WORK TO BE COMPLETED: Copy the rows from the line with "Identify the bird in" to the line with "Identify the parrot in", switching "annotate" to "mark" and leaving everything else unchanged.

(Dataset rows showing where objects appear)

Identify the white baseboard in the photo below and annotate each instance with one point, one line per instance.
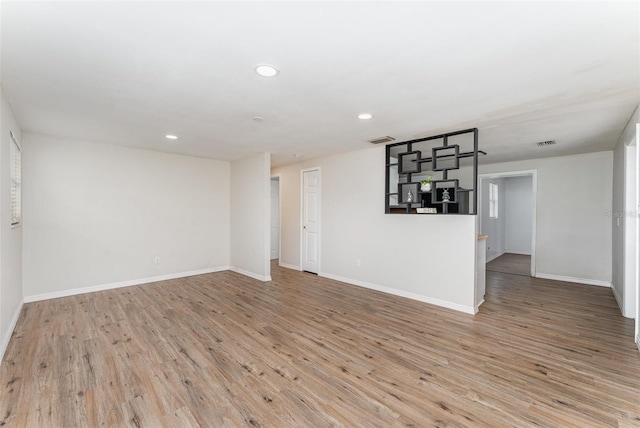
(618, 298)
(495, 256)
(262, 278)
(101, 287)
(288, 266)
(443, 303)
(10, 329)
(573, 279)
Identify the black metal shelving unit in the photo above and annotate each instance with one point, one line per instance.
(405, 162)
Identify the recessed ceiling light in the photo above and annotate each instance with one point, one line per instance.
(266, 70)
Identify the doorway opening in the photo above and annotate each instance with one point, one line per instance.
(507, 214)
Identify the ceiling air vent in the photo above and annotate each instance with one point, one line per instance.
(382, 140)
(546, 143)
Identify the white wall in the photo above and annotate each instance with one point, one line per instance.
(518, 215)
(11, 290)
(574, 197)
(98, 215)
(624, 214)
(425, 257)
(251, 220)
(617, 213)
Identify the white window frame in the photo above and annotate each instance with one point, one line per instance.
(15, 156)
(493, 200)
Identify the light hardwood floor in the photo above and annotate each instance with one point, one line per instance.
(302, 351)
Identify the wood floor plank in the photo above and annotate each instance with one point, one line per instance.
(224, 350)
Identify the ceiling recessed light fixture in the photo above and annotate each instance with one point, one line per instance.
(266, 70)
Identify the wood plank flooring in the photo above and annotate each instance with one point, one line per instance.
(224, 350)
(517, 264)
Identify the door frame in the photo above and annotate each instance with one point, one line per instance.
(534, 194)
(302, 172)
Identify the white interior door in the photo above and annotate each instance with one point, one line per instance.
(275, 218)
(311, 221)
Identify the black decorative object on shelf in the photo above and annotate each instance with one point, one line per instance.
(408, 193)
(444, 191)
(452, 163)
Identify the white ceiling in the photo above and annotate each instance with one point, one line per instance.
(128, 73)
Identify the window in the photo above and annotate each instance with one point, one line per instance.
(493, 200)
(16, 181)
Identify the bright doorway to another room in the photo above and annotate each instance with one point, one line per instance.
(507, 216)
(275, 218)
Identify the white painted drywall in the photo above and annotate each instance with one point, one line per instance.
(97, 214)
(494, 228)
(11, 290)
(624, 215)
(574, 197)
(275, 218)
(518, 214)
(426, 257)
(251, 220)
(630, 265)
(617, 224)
---
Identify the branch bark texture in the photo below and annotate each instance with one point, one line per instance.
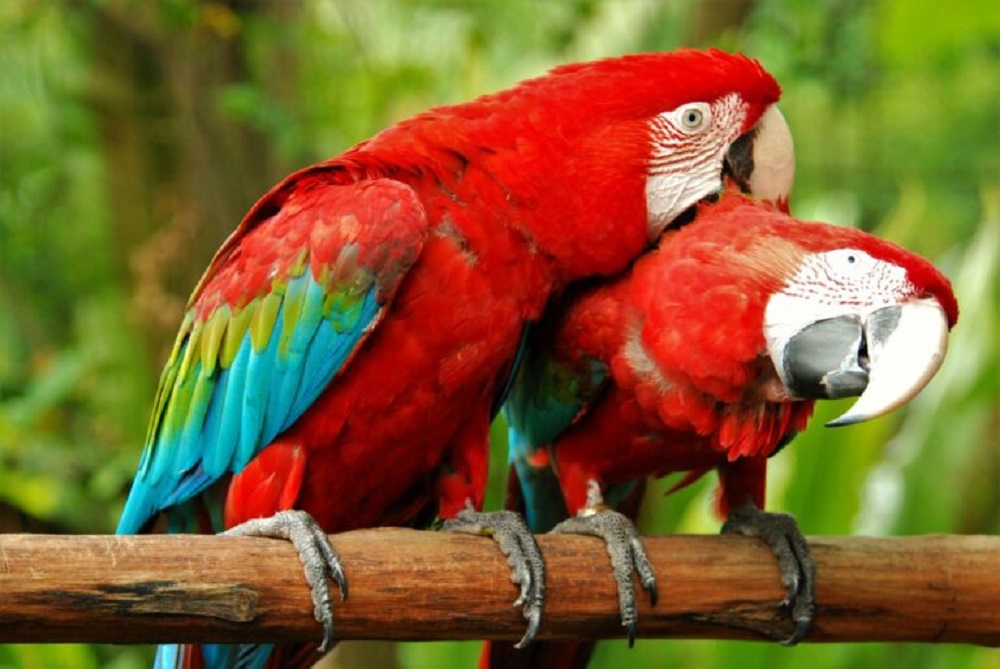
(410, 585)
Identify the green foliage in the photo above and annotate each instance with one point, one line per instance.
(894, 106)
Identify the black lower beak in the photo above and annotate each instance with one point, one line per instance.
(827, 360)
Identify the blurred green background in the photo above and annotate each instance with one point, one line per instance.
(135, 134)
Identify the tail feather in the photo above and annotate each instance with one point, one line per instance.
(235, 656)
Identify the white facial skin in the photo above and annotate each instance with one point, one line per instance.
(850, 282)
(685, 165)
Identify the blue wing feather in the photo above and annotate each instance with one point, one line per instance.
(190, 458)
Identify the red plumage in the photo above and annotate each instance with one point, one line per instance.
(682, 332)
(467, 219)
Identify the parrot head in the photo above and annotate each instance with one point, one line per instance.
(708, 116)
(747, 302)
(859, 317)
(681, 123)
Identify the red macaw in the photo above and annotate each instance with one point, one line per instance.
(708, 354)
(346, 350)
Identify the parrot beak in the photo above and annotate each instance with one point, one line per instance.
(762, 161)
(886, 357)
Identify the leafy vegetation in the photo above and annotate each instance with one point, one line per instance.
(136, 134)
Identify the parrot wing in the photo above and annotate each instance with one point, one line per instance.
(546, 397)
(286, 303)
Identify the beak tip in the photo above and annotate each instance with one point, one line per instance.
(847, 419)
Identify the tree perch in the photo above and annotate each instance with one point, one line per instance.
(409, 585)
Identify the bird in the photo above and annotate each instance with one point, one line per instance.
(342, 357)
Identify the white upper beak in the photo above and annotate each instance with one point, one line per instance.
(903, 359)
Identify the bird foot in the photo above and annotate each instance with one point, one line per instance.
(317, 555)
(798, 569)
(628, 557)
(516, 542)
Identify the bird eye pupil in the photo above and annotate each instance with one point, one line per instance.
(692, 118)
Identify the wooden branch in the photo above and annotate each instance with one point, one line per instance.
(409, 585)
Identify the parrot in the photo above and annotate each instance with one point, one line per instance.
---
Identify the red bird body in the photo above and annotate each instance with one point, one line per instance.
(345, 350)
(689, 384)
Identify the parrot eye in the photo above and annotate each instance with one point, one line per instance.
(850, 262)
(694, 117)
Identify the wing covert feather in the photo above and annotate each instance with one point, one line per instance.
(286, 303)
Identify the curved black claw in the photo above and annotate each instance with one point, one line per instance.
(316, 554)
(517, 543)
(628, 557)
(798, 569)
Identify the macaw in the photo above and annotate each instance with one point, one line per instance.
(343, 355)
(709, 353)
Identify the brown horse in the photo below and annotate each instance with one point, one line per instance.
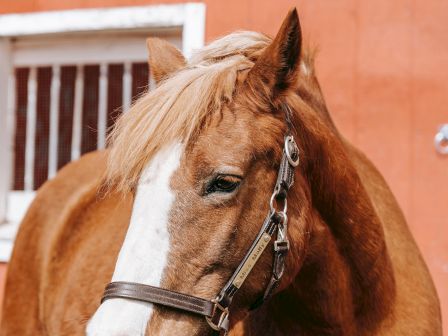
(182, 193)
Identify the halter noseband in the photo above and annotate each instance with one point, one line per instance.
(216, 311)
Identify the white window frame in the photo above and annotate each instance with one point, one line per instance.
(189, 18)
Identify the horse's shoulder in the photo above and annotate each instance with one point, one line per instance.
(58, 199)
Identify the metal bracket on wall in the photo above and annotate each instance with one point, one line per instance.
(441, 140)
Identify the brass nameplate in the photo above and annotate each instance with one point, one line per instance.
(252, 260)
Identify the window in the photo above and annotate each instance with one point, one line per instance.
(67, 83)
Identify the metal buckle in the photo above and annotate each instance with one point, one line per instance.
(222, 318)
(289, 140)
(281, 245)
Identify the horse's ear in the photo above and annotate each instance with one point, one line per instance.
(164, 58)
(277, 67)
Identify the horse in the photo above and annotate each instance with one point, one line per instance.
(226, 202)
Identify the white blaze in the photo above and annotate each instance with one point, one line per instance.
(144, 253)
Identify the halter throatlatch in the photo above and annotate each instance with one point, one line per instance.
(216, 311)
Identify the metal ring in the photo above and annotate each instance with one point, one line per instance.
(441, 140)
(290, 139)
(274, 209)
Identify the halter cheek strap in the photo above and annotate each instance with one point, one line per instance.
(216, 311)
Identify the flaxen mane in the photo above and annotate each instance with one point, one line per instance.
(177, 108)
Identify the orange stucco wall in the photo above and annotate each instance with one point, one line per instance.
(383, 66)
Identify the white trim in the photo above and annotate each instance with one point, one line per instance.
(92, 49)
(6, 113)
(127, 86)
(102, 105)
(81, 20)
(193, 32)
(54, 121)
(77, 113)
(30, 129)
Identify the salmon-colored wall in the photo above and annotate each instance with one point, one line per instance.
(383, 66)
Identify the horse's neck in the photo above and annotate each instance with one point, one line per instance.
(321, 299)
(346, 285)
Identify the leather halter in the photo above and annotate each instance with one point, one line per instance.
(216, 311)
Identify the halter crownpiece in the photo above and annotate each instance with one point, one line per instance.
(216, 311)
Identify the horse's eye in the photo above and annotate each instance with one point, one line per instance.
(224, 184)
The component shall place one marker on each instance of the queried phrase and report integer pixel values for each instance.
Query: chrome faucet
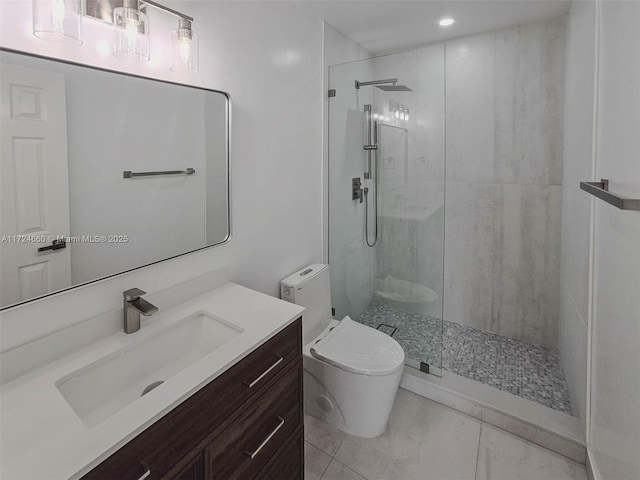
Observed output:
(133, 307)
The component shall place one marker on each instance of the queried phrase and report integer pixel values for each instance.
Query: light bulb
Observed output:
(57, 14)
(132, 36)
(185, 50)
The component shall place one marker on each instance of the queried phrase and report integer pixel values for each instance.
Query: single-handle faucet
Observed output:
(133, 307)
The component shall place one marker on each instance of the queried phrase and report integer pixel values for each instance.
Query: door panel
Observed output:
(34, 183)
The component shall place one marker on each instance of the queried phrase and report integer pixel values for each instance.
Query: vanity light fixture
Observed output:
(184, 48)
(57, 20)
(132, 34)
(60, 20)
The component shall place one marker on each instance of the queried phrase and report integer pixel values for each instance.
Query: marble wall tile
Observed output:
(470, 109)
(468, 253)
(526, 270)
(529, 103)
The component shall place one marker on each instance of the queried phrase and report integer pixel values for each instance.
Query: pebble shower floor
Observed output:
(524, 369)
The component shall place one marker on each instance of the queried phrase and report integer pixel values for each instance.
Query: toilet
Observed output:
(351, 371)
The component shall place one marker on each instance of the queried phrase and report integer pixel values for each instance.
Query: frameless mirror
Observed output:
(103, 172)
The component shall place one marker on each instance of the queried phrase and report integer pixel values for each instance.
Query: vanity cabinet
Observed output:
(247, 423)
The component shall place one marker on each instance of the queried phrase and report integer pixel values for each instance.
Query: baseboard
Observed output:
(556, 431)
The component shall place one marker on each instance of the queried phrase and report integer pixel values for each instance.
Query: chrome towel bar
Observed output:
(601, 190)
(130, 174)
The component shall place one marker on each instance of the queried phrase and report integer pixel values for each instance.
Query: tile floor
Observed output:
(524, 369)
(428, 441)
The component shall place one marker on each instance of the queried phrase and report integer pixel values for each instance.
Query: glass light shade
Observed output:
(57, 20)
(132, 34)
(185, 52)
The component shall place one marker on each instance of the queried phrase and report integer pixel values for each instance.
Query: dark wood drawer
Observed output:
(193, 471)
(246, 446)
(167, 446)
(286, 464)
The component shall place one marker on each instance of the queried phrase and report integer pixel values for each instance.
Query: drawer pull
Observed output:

SOLUTION:
Identify the bird in the photo above and mark each instance with one point, one line per instance.
(342, 357)
Identify the white upper beak in the photo above and mark each instance with one point, one line per instance.
(903, 359)
Identify the bird foot in the photo above and mark each instance with one point, one line per instance.
(317, 555)
(798, 569)
(628, 557)
(516, 542)
Identify the bird eye pupil in the photo above and mark each instance with one point, one line per instance.
(692, 118)
Identify the wooden branch in the photo above and mark each instance with one point, one line per instance.
(409, 585)
Identify the parrot in the photo above and mark each instance with one point, one line per instance.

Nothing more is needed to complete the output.